_GOAL_
Please report each line in the listing below that contains the string "headband". Case counts.

+++ GIVEN DATA +++

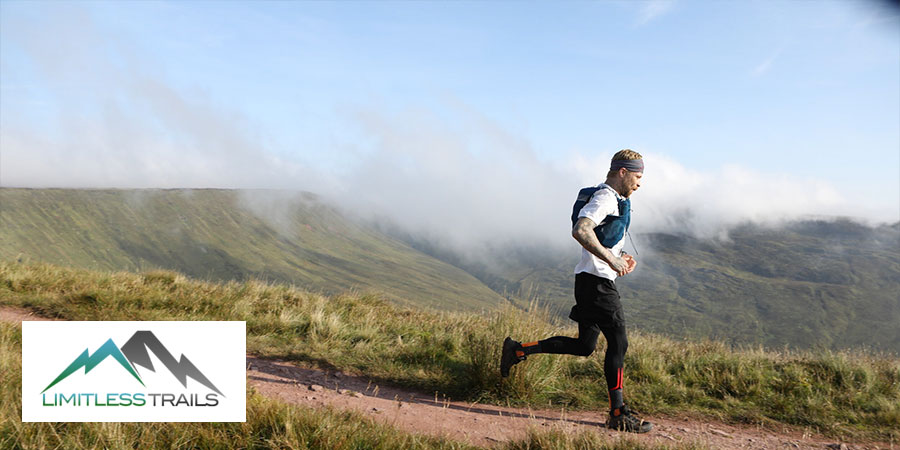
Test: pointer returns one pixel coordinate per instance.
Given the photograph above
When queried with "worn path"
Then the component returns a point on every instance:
(487, 425)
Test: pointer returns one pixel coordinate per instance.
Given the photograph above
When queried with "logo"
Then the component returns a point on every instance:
(140, 381)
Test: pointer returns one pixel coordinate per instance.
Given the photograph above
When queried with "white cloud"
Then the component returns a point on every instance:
(764, 67)
(653, 10)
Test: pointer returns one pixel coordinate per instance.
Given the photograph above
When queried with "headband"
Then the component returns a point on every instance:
(633, 165)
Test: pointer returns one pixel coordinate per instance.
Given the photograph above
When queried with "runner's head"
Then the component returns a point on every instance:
(625, 172)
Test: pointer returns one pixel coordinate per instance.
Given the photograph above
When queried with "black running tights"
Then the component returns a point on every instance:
(584, 345)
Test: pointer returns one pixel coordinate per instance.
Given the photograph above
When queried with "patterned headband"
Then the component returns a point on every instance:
(633, 165)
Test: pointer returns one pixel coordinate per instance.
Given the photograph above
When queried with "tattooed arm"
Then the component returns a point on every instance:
(583, 232)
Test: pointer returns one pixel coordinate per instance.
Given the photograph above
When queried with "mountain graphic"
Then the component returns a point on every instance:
(89, 361)
(136, 351)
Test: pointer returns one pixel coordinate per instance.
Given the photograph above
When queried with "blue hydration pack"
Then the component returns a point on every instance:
(612, 229)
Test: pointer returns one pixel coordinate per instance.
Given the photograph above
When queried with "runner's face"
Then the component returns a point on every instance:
(631, 181)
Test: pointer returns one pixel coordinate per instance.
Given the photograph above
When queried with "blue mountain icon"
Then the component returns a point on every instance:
(88, 361)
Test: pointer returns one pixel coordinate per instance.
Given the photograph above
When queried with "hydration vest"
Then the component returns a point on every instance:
(612, 229)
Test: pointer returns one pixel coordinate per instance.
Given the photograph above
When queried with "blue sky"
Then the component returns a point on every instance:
(263, 94)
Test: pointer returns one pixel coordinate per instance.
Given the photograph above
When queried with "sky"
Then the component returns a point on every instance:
(469, 120)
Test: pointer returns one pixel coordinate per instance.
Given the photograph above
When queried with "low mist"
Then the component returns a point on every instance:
(453, 176)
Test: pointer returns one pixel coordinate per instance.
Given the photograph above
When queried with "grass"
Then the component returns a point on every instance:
(224, 235)
(270, 424)
(848, 395)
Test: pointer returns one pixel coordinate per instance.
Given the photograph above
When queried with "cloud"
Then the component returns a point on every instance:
(653, 10)
(764, 67)
(453, 175)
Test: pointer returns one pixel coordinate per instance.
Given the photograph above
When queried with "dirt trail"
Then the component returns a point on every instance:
(486, 425)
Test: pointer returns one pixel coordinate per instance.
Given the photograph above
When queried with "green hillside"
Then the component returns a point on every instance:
(222, 235)
(808, 284)
(841, 394)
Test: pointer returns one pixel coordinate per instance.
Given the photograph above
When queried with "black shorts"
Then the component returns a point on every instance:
(597, 302)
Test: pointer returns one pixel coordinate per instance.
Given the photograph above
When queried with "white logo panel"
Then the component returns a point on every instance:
(133, 372)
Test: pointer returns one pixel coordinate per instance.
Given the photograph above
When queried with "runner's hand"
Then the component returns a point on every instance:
(619, 265)
(630, 261)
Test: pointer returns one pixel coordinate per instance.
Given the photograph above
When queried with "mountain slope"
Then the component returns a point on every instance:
(820, 284)
(227, 235)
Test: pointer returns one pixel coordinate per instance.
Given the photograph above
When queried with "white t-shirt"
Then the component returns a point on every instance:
(605, 202)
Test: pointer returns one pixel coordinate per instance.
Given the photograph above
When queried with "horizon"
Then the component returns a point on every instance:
(755, 115)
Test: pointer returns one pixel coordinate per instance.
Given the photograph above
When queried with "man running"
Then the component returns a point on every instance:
(600, 229)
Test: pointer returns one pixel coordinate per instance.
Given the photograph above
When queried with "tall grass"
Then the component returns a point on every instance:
(841, 394)
(270, 424)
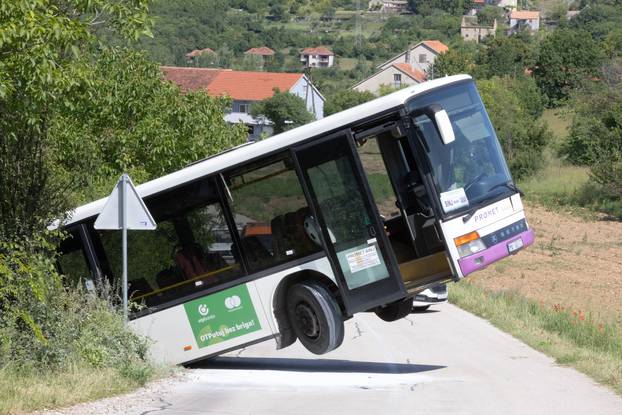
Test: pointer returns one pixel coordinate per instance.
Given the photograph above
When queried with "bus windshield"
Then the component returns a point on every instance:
(471, 169)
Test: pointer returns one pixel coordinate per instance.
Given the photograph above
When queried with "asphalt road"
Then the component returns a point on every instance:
(445, 362)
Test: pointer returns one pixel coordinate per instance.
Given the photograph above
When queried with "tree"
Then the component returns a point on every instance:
(522, 137)
(130, 120)
(450, 6)
(567, 58)
(506, 56)
(454, 61)
(284, 109)
(343, 100)
(41, 70)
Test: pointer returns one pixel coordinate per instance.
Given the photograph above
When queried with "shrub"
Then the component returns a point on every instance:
(46, 327)
(522, 137)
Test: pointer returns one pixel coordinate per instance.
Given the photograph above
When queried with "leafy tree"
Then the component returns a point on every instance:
(455, 61)
(566, 59)
(522, 137)
(458, 7)
(284, 109)
(506, 56)
(129, 120)
(346, 99)
(41, 70)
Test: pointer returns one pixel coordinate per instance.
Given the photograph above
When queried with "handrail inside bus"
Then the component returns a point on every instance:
(179, 284)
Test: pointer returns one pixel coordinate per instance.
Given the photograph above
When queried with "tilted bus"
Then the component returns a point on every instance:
(288, 237)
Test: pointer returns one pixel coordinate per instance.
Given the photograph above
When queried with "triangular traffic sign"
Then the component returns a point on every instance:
(138, 216)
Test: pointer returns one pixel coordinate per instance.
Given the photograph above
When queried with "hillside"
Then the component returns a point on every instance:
(573, 263)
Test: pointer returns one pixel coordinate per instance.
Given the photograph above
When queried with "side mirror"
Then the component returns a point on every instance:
(445, 129)
(440, 119)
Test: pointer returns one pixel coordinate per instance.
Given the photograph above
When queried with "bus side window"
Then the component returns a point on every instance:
(72, 262)
(190, 250)
(270, 209)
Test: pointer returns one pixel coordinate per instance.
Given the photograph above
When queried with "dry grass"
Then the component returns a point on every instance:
(26, 392)
(571, 337)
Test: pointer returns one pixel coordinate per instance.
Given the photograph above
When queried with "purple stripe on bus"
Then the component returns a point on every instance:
(494, 253)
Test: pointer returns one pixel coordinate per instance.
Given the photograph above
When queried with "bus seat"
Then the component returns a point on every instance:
(168, 277)
(191, 260)
(138, 287)
(255, 251)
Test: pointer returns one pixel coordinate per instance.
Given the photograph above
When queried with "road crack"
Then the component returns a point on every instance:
(165, 405)
(359, 332)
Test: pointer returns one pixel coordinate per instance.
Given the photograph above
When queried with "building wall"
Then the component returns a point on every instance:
(414, 57)
(384, 77)
(475, 34)
(515, 24)
(316, 61)
(508, 3)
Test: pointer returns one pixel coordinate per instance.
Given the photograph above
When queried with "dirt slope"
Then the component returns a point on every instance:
(574, 263)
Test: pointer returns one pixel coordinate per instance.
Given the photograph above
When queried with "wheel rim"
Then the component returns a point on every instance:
(307, 321)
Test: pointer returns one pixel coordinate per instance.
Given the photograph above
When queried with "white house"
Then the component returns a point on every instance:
(520, 19)
(420, 56)
(319, 57)
(396, 76)
(246, 88)
(472, 31)
(510, 4)
(389, 6)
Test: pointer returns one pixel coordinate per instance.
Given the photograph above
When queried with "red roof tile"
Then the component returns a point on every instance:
(321, 50)
(190, 79)
(436, 45)
(198, 52)
(251, 86)
(407, 68)
(262, 51)
(524, 15)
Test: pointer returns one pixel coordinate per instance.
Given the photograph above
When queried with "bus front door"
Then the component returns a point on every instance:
(346, 217)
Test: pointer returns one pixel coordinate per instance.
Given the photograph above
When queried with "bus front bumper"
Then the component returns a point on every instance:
(496, 252)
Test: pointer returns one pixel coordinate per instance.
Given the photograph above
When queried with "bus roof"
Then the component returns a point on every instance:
(284, 140)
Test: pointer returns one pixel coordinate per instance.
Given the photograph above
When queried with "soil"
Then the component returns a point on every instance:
(574, 263)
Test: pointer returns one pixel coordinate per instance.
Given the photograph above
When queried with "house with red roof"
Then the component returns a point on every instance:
(420, 56)
(193, 55)
(524, 19)
(397, 76)
(319, 57)
(263, 51)
(246, 88)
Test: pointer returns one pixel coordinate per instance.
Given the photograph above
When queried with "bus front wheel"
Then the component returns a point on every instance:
(315, 317)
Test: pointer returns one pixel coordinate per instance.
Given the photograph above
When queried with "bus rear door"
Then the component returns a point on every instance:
(347, 219)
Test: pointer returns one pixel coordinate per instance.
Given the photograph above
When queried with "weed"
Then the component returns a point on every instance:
(572, 337)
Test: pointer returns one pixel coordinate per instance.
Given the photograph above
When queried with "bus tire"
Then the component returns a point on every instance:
(396, 310)
(315, 317)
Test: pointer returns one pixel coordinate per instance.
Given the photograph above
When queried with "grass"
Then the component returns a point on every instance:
(558, 121)
(22, 392)
(571, 337)
(556, 184)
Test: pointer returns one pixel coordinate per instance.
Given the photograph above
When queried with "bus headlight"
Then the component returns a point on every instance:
(469, 244)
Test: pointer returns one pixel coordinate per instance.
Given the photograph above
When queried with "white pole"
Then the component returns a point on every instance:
(124, 180)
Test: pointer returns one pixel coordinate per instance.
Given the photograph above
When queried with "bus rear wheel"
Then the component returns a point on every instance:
(315, 317)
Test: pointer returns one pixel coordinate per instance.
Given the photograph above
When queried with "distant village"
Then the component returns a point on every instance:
(412, 66)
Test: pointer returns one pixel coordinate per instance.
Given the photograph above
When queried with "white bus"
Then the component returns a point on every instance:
(286, 238)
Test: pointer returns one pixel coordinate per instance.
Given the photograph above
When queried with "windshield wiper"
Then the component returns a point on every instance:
(508, 185)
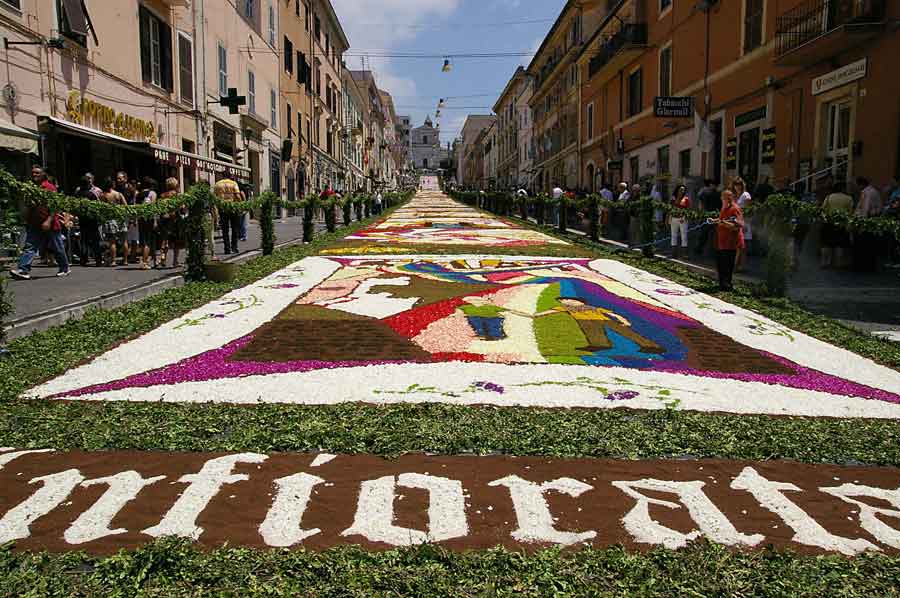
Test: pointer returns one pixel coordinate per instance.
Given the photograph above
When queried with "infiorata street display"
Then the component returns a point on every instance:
(433, 219)
(91, 501)
(555, 332)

+++

_SOLVED EXERCISE_
When queried with "headband"
When queried with "patterned headband"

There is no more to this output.